(Natural-language object grounding data)

============

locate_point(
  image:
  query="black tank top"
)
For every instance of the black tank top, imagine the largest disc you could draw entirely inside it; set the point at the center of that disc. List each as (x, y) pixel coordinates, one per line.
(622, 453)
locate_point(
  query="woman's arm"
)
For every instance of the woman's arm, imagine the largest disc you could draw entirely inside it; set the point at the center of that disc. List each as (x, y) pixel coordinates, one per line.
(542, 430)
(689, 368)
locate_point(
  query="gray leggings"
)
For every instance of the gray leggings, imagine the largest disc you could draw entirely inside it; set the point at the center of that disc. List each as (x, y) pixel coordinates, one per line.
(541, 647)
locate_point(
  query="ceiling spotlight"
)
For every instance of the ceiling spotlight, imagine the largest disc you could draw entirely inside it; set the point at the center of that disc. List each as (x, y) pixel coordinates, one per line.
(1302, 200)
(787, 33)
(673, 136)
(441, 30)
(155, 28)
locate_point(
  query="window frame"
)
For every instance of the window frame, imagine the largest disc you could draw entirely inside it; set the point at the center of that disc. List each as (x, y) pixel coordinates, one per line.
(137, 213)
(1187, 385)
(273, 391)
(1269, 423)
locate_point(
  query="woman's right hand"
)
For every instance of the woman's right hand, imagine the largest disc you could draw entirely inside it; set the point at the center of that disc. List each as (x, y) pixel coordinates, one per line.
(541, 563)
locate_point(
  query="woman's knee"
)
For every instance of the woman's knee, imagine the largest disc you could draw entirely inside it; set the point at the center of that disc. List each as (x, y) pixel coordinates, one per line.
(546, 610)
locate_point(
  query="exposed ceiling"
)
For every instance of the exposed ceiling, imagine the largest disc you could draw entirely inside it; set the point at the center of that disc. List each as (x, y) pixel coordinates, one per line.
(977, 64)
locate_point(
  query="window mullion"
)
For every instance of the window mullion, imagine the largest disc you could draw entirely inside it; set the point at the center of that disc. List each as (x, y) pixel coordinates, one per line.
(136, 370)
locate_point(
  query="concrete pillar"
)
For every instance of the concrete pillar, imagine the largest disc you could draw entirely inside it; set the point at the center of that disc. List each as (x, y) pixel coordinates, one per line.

============

> _Problem description_
Output all the lines above, matching them word for word.

> _Written answer_
locate_point(
  image:
  query="black tank top"
)
For every instance of the black tank top, imagine the largest disc you could draw entirely inside it; set the point at the center of that disc. List each as (x, y) pixel coordinates, one per line.
(622, 453)
locate_point(
  query="woman's arm"
)
For every instance of the woman's arm, imagine the largest disc you could draw entirely inside it; set the point at the center of that disc. List each as (x, y) pixel coordinates, one per line.
(542, 430)
(689, 368)
locate_point(
  query="gray leggings"
)
For every instance of the gray leggings, imagine the largest disc you could draw entirely inside it; set the point at the center of that disc. List each as (x, y) pixel coordinates, one per line.
(541, 647)
locate_point(
  query="ceiling spotlight"
)
For every instance of the ceiling spotlight, imagine the largest disc you could draw entirely inside it; set the point at the center of that disc. List each as (x, y) pixel coordinates, one per line.
(1302, 200)
(787, 33)
(673, 136)
(441, 30)
(155, 28)
locate_point(
  query="window frame"
)
For every instance of the window frame, imagine the largest disc you could draw entirely inside it; set the point at the center of that disc. List each as (x, y) pixel coordinates, one per line.
(137, 213)
(1187, 385)
(273, 391)
(1269, 423)
locate_point(
  query="woman's right hand"
)
For every instance of the woman's right hand, imagine the largest disc you could draw entirely inside it; set the point at the center of that disc. List each as (x, y) pixel coordinates, one per line.
(541, 563)
locate_point(
  query="woman's knee"
)
For every instance of the woman's knee, imagine the largest disc you could draw entirely inside it; set the point at the center of that disc. List each as (x, y) pixel coordinates, one per line.
(546, 610)
locate_point(
  query="exposed ceiling"
)
For every instance of the exposed ceiling, imagine the largest disc you could draw entirely inside it; set the point at the center of that disc. List each as (x, y) pixel coordinates, one per line.
(977, 64)
locate_point(
  query="window mullion"
)
For every instance of the window mullion, imagine the largest disc you could draw entirely inside it; set the point at the center of that disc. List each as (x, y) pixel coordinates, one per line.
(136, 370)
locate_point(
  query="concrete pillar"
)
For every instance of the concrete pillar, imagine the largest disc you could draw entirely inside it; set the point at the center of that disc. List each as (x, y) pixel coordinates, one per line.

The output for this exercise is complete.